#### WHAT YOU WILL DO:
Reproduce the listing below without changes, except that pictures are left out.

+++++

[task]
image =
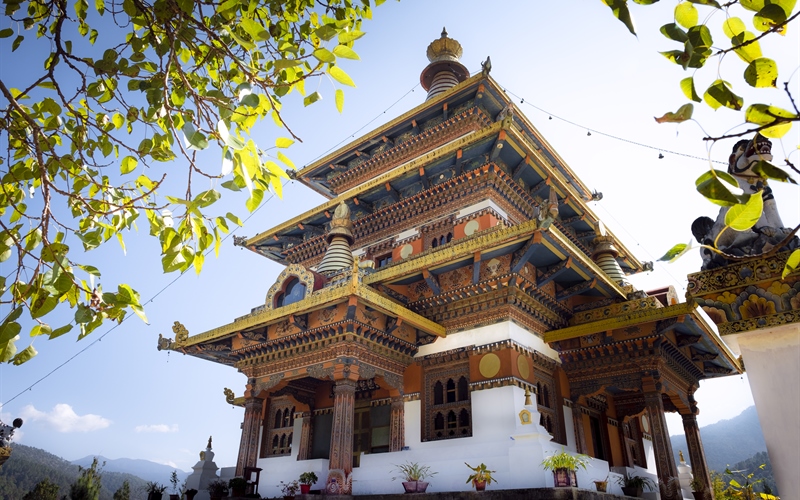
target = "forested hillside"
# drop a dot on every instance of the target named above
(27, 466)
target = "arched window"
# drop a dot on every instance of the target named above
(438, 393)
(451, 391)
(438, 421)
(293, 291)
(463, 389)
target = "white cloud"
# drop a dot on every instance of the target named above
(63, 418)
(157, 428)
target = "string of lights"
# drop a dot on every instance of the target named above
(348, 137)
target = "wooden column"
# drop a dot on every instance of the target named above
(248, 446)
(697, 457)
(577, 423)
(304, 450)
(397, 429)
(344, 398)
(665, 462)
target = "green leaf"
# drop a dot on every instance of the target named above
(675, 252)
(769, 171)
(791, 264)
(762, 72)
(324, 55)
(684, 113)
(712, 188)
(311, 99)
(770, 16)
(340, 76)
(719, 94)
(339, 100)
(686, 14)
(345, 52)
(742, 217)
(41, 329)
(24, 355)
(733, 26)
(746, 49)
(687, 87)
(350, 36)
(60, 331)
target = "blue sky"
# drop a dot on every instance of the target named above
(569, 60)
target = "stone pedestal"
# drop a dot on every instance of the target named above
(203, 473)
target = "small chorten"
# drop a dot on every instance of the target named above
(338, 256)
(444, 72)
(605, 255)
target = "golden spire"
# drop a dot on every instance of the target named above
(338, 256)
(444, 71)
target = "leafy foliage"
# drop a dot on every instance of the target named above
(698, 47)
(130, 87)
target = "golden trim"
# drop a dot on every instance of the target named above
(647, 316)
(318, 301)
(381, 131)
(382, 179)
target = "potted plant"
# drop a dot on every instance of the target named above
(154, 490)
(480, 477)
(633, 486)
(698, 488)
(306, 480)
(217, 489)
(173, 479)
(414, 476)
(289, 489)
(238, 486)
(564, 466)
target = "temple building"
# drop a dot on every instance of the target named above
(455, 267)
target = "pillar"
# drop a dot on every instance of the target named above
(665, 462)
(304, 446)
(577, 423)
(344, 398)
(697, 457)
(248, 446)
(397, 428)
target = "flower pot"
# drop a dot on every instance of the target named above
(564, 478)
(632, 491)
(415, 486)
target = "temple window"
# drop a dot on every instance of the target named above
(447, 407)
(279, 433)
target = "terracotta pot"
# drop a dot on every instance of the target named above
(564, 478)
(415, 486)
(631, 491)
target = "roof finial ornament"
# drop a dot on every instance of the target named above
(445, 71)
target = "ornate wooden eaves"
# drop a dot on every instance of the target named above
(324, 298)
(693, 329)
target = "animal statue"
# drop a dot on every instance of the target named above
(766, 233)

+++++

#### ANSWER TO THIS TASK:
[task]
image =
target = "forested hillside"
# drop a dot on every instance of the target named above
(27, 466)
target = "arched window"
# drop a dot on every instance of the target named above
(438, 393)
(451, 391)
(438, 421)
(293, 291)
(463, 389)
target = "white cloud"
# drop a dot on every instance of the target named above
(63, 418)
(157, 428)
target = "string of lights"
# drop a dot on every instance of the target named above
(348, 137)
target = "wooden column"
# drop a dot on every instance of the target named above
(248, 446)
(697, 457)
(577, 423)
(304, 450)
(397, 429)
(344, 398)
(665, 462)
target = "green leaf"
# drop a dot on every instance of the target named above
(675, 252)
(769, 171)
(791, 264)
(762, 72)
(324, 55)
(684, 113)
(712, 188)
(311, 99)
(770, 16)
(340, 76)
(719, 94)
(339, 100)
(686, 14)
(345, 52)
(742, 217)
(41, 329)
(24, 355)
(733, 26)
(746, 49)
(687, 87)
(350, 36)
(60, 331)
target = "blue sky"
# drop a dot on every instance of the target named above
(569, 60)
target = "stone pedestal"
# drop a dot on every instance of the target named above
(203, 473)
target = "small chorten"
# drop a dot on every instance of the target named above
(338, 256)
(444, 72)
(605, 255)
target = "golden spire"
# drop a dot on every instance of the target named above
(338, 256)
(444, 71)
target = "leafy foliage"
# drop a dot on every instance of the target named above
(698, 47)
(130, 87)
target = "golden trim"
# drop a dot on every instance of the target named above
(647, 316)
(318, 301)
(381, 131)
(382, 179)
target = "potted plant"
# drop a dot on every instance of the target named above
(154, 490)
(480, 477)
(633, 486)
(698, 488)
(306, 480)
(217, 489)
(173, 479)
(414, 476)
(289, 489)
(238, 486)
(564, 466)
target = "temple building"
# drop a dot on every instance of the target named above
(455, 267)
target = "pillar"
# drop a dot on every instance of the target named above
(665, 462)
(304, 446)
(577, 423)
(344, 398)
(697, 457)
(248, 446)
(397, 428)
target = "flower pot"
# drop a dot on every instance of the target named above
(564, 478)
(632, 491)
(415, 486)
target = "temple window"
# drop a dot on every instance of the target named above
(447, 407)
(279, 433)
target = "terracotta pot"
# drop a dot on every instance of the target named above
(564, 478)
(415, 486)
(631, 491)
target = "roof finial ornament"
# drop a dot on every instance of the target named above
(445, 71)
target = "ornate wooden eaves"
# drop a dot on every instance of the target named above
(324, 298)
(693, 329)
target = "animal statue"
# drop a dot on every instance of the target named above
(766, 233)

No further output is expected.